▸ INSTRUCTIONS FOR THE TASK
Keep only those lines in the items below that contain the string "Query", and copy each of them out in full.

▸ RECORDS SUPPLIED
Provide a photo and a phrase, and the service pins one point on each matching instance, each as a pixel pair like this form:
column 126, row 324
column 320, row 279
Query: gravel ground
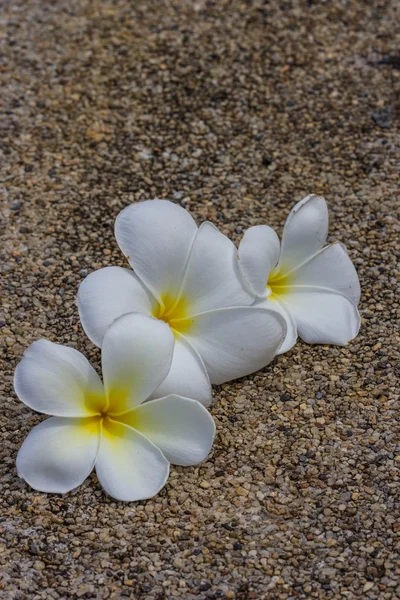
column 236, row 110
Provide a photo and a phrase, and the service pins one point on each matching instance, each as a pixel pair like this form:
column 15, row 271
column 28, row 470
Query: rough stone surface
column 235, row 109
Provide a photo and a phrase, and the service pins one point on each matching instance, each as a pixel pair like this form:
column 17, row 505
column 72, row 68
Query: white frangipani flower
column 109, row 426
column 188, row 277
column 315, row 288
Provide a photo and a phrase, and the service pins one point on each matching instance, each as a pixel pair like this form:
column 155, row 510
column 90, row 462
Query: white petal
column 188, row 376
column 331, row 268
column 182, row 428
column 274, row 303
column 59, row 454
column 107, row 294
column 259, row 254
column 129, row 466
column 136, row 357
column 58, row 380
column 304, row 233
column 323, row 316
column 234, row 342
column 212, row 278
column 156, row 236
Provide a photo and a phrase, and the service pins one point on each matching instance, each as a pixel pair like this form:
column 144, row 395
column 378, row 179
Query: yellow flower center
column 277, row 283
column 174, row 313
column 109, row 411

▸ ANSWER TO THIS PROBLEM
Query: gravel ground
Query: rough stone surface
Query: white frangipani flower
Query: white petal
Query: yellow flower center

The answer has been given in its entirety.